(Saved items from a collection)
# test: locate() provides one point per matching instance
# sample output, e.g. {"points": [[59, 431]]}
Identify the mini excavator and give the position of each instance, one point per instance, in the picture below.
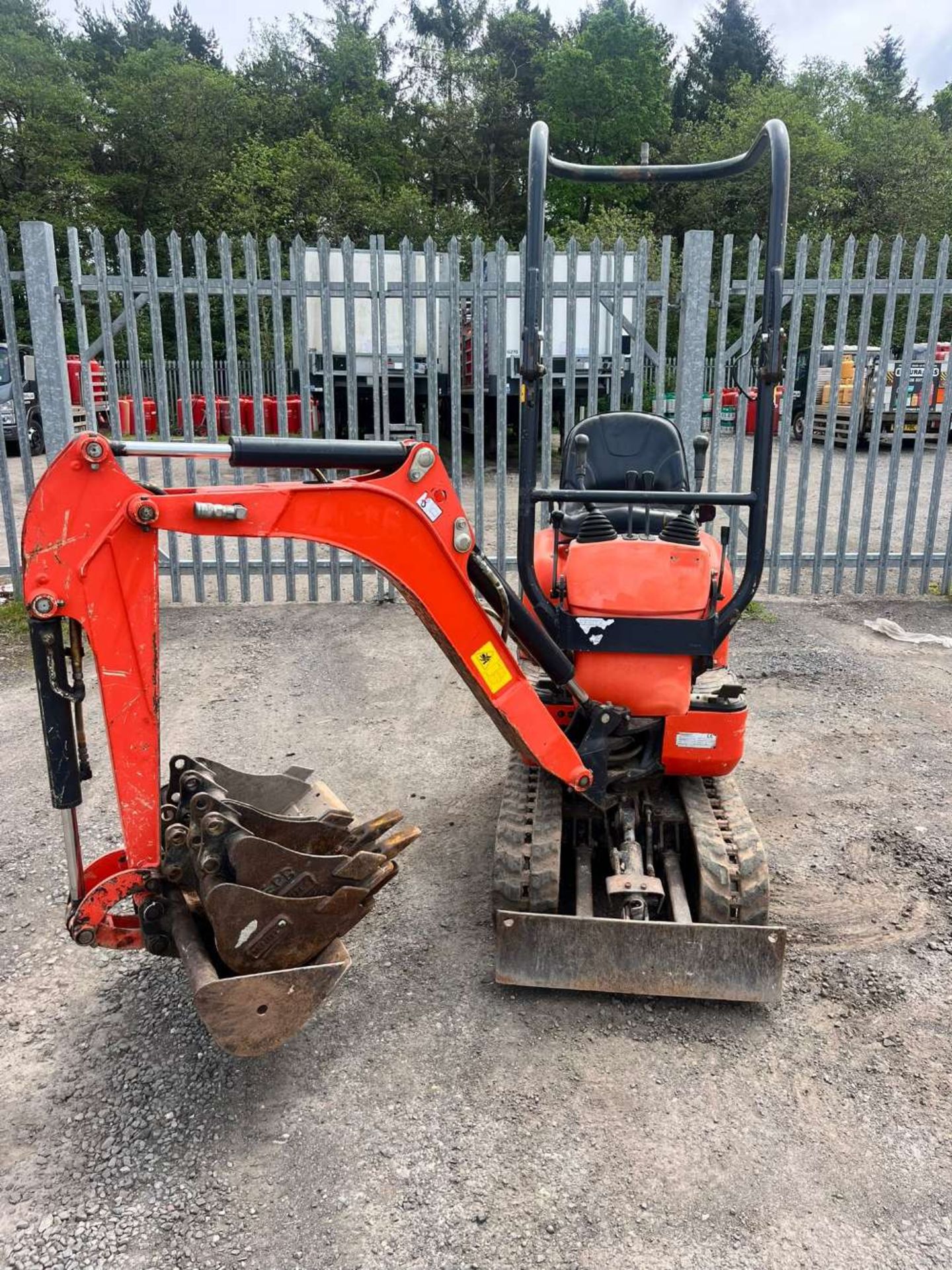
{"points": [[625, 859]]}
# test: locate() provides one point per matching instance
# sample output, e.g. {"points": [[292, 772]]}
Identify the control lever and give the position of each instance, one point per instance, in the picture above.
{"points": [[556, 517], [701, 443], [648, 480], [582, 455], [725, 540], [631, 483]]}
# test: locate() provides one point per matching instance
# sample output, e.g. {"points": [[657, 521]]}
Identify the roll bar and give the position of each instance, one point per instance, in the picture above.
{"points": [[772, 142]]}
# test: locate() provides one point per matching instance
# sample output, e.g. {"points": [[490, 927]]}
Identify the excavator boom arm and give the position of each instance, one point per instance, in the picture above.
{"points": [[91, 549]]}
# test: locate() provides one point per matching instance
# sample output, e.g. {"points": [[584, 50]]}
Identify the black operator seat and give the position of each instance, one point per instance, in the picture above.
{"points": [[619, 444]]}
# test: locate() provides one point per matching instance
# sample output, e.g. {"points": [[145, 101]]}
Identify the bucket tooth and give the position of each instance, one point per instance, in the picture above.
{"points": [[394, 843]]}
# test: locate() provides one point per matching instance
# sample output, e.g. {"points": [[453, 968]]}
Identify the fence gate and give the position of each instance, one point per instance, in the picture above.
{"points": [[204, 338]]}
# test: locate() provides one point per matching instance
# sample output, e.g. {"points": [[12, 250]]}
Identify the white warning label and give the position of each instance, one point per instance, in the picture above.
{"points": [[429, 507]]}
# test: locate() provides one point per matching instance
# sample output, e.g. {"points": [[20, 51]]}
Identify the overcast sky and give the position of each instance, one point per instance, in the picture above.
{"points": [[801, 28]]}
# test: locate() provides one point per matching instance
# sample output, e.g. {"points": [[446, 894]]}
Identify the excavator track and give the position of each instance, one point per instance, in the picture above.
{"points": [[528, 841], [734, 886]]}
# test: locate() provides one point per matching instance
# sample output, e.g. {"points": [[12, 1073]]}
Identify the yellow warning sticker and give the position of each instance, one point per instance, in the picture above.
{"points": [[493, 669]]}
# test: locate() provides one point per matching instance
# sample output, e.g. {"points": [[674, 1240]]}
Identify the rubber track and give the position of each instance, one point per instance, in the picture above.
{"points": [[734, 880], [528, 841]]}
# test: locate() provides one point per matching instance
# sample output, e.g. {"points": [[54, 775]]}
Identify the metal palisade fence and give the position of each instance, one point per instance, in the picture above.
{"points": [[202, 339]]}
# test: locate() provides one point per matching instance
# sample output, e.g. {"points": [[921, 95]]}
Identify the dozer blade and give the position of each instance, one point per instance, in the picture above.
{"points": [[252, 1014], [664, 959]]}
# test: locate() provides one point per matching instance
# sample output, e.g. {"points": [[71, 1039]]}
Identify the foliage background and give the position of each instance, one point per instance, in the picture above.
{"points": [[349, 125]]}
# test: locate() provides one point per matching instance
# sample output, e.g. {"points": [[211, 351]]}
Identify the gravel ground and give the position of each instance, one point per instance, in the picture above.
{"points": [[429, 1118]]}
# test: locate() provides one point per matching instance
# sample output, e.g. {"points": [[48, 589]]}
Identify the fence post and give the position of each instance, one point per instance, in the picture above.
{"points": [[692, 332], [46, 332]]}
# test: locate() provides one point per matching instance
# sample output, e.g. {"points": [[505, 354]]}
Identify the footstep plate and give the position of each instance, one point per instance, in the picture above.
{"points": [[655, 959]]}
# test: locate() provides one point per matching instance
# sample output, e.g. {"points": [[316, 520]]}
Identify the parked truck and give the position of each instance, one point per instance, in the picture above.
{"points": [[865, 380], [36, 441]]}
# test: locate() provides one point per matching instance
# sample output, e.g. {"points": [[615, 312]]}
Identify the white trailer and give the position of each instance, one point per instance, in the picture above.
{"points": [[556, 355], [365, 318]]}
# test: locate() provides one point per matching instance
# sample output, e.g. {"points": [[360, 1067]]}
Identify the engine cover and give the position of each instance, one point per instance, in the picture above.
{"points": [[635, 578]]}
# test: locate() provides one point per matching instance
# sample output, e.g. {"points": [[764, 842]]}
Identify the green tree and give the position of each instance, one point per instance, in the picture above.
{"points": [[507, 75], [446, 31], [730, 44], [899, 175], [171, 125], [606, 88], [942, 107], [883, 81], [48, 124], [739, 206]]}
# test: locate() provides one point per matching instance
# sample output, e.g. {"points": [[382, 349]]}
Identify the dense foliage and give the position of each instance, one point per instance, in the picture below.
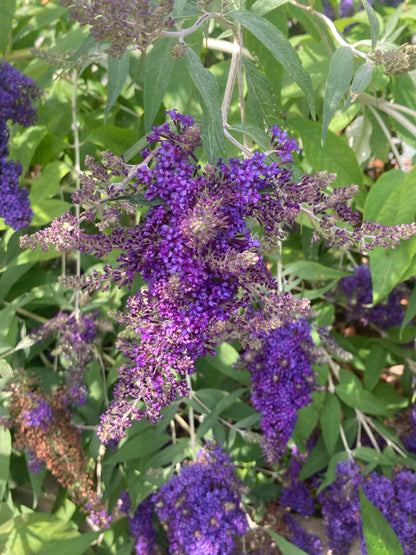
{"points": [[207, 276]]}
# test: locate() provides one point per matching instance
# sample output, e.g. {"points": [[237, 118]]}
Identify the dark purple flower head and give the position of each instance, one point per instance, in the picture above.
{"points": [[395, 499], [14, 200], [200, 507], [140, 523], [200, 249], [39, 414], [17, 94], [282, 144], [34, 464], [282, 381], [359, 292]]}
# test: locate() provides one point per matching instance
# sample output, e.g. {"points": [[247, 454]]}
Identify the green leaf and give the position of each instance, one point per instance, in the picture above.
{"points": [[255, 133], [391, 203], [8, 8], [317, 460], [208, 90], [5, 452], [369, 455], [88, 44], [330, 475], [227, 400], [33, 533], [286, 547], [362, 78], [139, 446], [224, 361], [261, 7], [374, 23], [330, 421], [350, 391], [72, 546], [172, 454], [307, 419], [47, 184], [137, 199], [118, 71], [261, 100], [313, 271], [137, 147], [374, 366], [339, 78], [379, 536], [410, 311], [113, 138], [157, 71], [275, 41], [336, 157]]}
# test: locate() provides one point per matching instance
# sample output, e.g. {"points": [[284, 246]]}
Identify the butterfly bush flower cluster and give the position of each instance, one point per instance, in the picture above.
{"points": [[359, 292], [17, 94], [122, 22], [282, 380], [199, 248], [77, 338], [395, 499], [42, 427], [140, 523], [200, 507]]}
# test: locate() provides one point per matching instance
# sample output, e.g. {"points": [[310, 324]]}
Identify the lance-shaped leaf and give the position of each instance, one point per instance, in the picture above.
{"points": [[374, 23], [118, 71], [360, 82], [8, 9], [339, 79], [261, 7], [157, 72], [275, 41], [379, 536], [209, 94]]}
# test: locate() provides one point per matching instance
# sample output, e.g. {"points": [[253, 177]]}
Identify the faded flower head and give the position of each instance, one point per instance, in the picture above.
{"points": [[397, 62], [200, 249], [17, 95], [122, 22]]}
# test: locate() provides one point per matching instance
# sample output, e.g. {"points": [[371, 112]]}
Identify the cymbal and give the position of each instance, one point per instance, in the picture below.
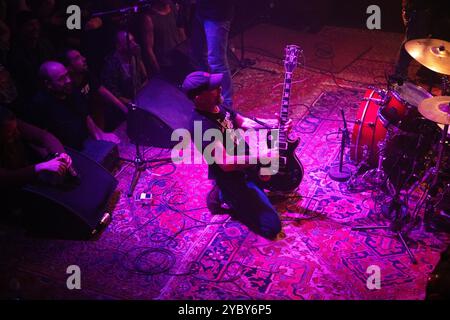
{"points": [[436, 109], [431, 53]]}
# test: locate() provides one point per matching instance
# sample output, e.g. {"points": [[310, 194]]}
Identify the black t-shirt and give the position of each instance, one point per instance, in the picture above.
{"points": [[225, 121], [66, 119], [217, 10]]}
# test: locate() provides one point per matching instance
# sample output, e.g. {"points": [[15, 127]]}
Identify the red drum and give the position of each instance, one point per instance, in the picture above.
{"points": [[405, 149], [400, 106], [368, 131]]}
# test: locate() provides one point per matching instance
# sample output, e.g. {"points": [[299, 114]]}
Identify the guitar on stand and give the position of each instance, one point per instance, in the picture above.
{"points": [[290, 172]]}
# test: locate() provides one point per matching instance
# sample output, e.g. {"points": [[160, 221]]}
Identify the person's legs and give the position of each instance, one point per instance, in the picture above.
{"points": [[217, 41], [251, 205]]}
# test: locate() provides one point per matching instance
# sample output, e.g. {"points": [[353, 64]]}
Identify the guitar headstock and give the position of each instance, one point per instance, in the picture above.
{"points": [[291, 57]]}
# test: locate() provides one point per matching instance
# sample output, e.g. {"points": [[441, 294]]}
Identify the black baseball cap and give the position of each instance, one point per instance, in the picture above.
{"points": [[199, 81]]}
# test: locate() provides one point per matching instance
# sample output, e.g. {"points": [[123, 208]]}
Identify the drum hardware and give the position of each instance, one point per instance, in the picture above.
{"points": [[377, 177], [431, 53]]}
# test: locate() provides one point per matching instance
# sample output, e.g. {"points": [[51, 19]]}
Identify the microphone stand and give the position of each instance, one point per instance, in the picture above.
{"points": [[139, 162], [341, 173]]}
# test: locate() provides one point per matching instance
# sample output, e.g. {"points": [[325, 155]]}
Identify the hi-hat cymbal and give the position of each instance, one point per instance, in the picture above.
{"points": [[432, 53], [436, 109]]}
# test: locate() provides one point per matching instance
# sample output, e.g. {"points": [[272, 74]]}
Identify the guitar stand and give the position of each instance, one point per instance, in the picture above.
{"points": [[341, 173]]}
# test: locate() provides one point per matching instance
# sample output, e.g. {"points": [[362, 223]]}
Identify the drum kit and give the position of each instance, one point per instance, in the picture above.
{"points": [[400, 141]]}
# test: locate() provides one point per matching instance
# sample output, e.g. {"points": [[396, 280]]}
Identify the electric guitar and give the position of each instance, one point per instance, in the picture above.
{"points": [[290, 171]]}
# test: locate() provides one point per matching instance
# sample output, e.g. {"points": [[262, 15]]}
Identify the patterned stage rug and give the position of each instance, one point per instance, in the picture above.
{"points": [[174, 248]]}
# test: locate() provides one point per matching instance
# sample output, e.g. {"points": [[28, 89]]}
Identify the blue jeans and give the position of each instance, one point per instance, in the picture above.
{"points": [[250, 203], [209, 52]]}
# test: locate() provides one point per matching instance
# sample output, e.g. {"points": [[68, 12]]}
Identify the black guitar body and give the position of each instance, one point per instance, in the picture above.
{"points": [[290, 172]]}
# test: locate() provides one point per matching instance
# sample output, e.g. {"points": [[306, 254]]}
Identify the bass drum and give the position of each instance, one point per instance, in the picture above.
{"points": [[368, 131], [401, 107], [405, 153]]}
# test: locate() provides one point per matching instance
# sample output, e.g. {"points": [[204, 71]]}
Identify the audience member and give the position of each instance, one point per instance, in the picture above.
{"points": [[63, 112], [124, 73]]}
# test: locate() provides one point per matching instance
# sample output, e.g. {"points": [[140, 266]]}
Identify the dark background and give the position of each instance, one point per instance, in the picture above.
{"points": [[311, 15]]}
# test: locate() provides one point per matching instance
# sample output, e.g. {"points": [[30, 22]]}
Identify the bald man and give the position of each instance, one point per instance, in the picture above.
{"points": [[63, 112]]}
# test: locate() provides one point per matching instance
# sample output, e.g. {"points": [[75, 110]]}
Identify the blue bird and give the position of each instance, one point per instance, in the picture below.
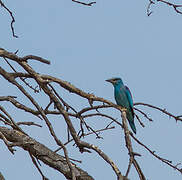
{"points": [[124, 99]]}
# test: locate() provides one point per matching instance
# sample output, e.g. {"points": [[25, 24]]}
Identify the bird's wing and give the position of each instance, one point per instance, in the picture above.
{"points": [[130, 99]]}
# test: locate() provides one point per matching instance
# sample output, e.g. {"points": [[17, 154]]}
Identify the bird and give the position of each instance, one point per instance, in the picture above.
{"points": [[124, 99]]}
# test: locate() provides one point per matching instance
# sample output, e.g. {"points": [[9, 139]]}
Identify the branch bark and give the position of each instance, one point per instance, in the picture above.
{"points": [[44, 154]]}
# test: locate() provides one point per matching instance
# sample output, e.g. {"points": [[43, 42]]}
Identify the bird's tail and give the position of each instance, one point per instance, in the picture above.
{"points": [[131, 121]]}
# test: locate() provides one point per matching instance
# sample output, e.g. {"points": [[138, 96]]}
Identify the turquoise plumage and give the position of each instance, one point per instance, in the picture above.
{"points": [[124, 99]]}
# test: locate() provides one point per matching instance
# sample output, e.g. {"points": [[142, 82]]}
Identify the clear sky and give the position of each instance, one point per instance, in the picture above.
{"points": [[87, 45]]}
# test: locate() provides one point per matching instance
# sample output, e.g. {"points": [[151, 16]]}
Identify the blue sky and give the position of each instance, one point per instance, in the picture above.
{"points": [[87, 45]]}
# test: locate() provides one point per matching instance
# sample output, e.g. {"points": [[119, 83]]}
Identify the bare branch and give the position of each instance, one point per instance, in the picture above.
{"points": [[12, 17], [43, 153], [85, 4]]}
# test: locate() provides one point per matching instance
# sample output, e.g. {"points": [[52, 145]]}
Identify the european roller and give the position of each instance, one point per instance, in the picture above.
{"points": [[124, 99]]}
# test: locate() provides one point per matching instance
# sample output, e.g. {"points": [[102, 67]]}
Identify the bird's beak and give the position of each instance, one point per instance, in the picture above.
{"points": [[109, 80]]}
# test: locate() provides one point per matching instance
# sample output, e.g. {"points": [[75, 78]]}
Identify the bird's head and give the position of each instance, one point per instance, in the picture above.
{"points": [[115, 81]]}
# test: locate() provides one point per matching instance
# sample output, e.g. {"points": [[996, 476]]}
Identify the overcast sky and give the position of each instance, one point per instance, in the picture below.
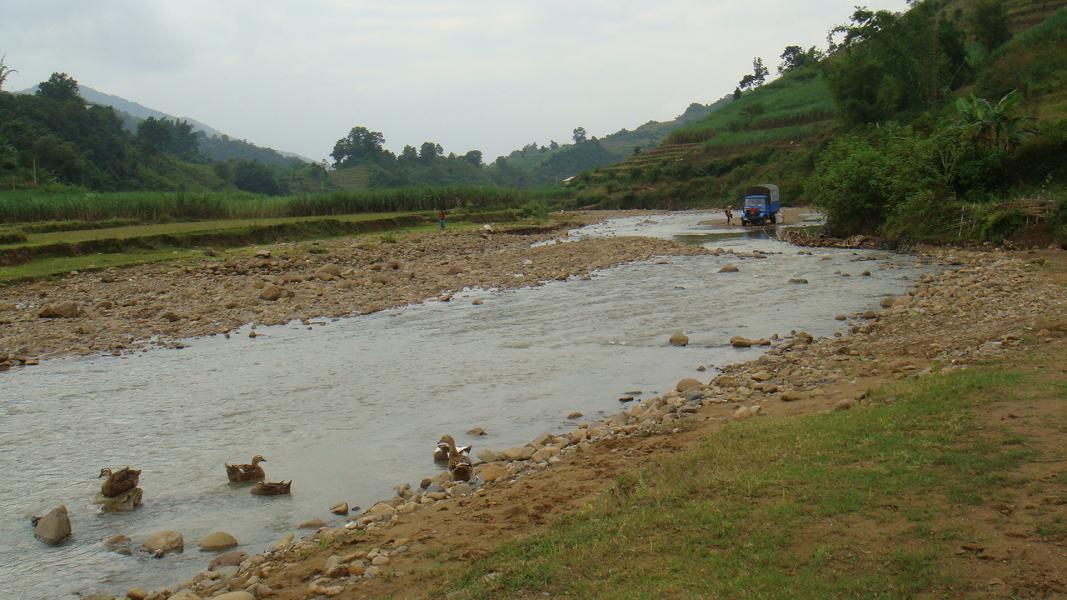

TO BE DONE.
Return every line of the rows above that contains the string "warning".

COMPLETED TASK.
Identify the white warning label and give the position of each instance, one point per instance, in the picture above.
Identify the yellow warning sticker and give the position of each instance, one point per instance, in the picture above.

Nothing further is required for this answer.